### Dataset excerpts
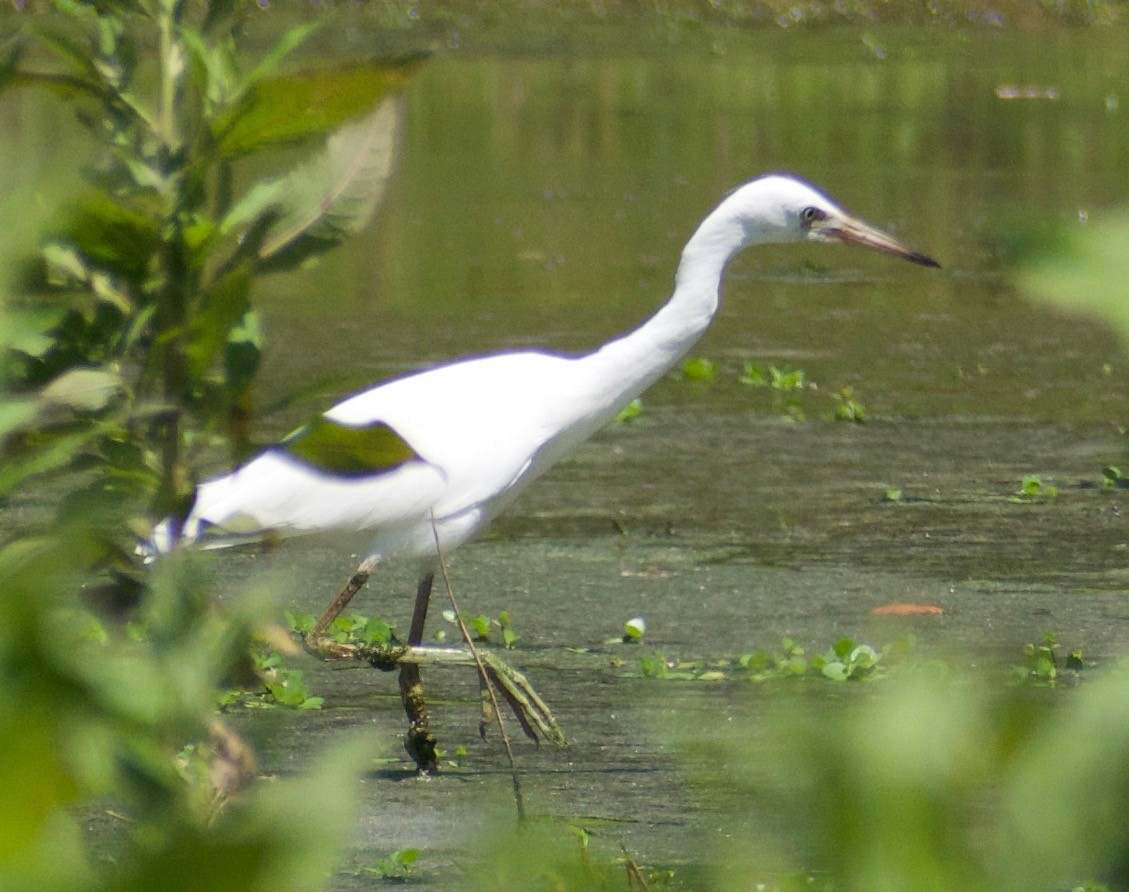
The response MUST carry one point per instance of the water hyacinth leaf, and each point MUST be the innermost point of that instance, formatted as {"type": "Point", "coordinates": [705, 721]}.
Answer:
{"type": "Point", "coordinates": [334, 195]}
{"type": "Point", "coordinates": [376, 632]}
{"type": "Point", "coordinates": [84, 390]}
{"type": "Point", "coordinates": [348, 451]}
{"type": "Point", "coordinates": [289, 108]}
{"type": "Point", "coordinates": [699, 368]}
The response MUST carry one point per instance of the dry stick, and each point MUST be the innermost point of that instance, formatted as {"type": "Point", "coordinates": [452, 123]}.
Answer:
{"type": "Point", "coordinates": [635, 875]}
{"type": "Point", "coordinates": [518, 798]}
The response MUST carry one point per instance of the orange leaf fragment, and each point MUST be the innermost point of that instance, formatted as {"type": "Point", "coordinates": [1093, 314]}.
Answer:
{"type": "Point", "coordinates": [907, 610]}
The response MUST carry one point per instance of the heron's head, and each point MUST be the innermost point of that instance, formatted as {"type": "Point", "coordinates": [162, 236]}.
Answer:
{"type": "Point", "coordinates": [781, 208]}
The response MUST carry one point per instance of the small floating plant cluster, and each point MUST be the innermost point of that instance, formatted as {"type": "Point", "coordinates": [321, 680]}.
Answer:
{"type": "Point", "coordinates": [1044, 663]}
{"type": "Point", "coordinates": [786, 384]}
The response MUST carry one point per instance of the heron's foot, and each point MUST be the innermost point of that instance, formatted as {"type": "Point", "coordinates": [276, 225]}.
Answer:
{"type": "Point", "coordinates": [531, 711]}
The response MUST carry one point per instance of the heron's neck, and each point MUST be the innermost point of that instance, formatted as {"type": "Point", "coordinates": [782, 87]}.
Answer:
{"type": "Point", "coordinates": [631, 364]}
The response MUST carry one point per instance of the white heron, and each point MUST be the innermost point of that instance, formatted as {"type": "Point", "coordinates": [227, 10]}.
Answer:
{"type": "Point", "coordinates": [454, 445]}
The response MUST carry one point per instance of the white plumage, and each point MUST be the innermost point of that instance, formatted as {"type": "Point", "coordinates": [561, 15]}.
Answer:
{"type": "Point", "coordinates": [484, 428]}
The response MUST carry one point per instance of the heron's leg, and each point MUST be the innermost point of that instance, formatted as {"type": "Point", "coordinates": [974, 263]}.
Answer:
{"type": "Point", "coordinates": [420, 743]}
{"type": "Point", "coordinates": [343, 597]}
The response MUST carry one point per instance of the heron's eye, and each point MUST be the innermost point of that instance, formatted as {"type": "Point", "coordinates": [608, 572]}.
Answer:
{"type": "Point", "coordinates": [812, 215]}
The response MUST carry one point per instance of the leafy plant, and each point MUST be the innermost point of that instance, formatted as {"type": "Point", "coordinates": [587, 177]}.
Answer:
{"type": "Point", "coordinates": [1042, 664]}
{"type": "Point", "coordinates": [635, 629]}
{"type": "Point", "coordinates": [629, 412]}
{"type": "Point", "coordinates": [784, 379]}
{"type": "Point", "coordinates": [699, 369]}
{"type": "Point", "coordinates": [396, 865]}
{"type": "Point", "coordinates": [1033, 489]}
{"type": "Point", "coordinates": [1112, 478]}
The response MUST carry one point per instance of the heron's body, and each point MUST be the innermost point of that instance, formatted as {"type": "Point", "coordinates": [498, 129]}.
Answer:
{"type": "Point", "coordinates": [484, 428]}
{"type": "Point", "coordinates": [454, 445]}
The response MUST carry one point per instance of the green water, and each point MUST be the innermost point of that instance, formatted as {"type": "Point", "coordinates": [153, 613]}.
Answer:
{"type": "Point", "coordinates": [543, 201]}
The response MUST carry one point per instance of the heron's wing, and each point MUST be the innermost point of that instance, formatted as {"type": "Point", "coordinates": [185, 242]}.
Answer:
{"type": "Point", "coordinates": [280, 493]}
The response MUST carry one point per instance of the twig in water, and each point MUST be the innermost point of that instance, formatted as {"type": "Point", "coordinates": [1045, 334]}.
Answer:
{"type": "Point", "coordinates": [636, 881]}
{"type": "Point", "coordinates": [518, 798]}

### Exercise requirements
Write out again every line from the one containing "heron's leg, and" through the end of the rows, requests included, and add -97 to each coordinate in the answer points. Keep the numbers in the requests and their format samples unchanged.

### Output of the task
The response MUST carry one point per instance of the heron's leg, and each point MUST be the innermost point of that instance, formatted as {"type": "Point", "coordinates": [974, 263]}.
Answer:
{"type": "Point", "coordinates": [323, 646]}
{"type": "Point", "coordinates": [246, 500]}
The response MUST carry one point per instance of the heron's eye, and each point MUST be the innermost point of that instance, formatted as {"type": "Point", "coordinates": [608, 572]}.
Answer:
{"type": "Point", "coordinates": [715, 118]}
The response MUST carry one point per instance of the leafy plant, and each point MUST be the innermost point of that instance, formatted as {"type": "Point", "coordinates": [587, 177]}.
Answer:
{"type": "Point", "coordinates": [945, 567]}
{"type": "Point", "coordinates": [538, 532]}
{"type": "Point", "coordinates": [532, 315]}
{"type": "Point", "coordinates": [687, 282]}
{"type": "Point", "coordinates": [602, 272]}
{"type": "Point", "coordinates": [299, 768]}
{"type": "Point", "coordinates": [936, 392]}
{"type": "Point", "coordinates": [1015, 381]}
The response MUST carry one point per instance of the heron's body, and each point MUST be the innermost point of that instance, formatted as {"type": "Point", "coordinates": [498, 129]}.
Answer:
{"type": "Point", "coordinates": [387, 331]}
{"type": "Point", "coordinates": [357, 348]}
The response MUST carry one point per instance of the green water, and each point MUST be the innermost point of that instance, formatted as {"type": "Point", "coordinates": [153, 613]}.
Answer:
{"type": "Point", "coordinates": [446, 104]}
The response MUST carry one point per instance of the heron's wing, and each point MUST be the innermost point of that instance, formatted as {"type": "Point", "coordinates": [185, 242]}.
Answer:
{"type": "Point", "coordinates": [183, 396]}
The response MUST carry one point per instance of the twig in water, and each point MUST be the innermost point of that instance, formatted as {"type": "Point", "coordinates": [1045, 334]}.
Answer:
{"type": "Point", "coordinates": [539, 784]}
{"type": "Point", "coordinates": [421, 701]}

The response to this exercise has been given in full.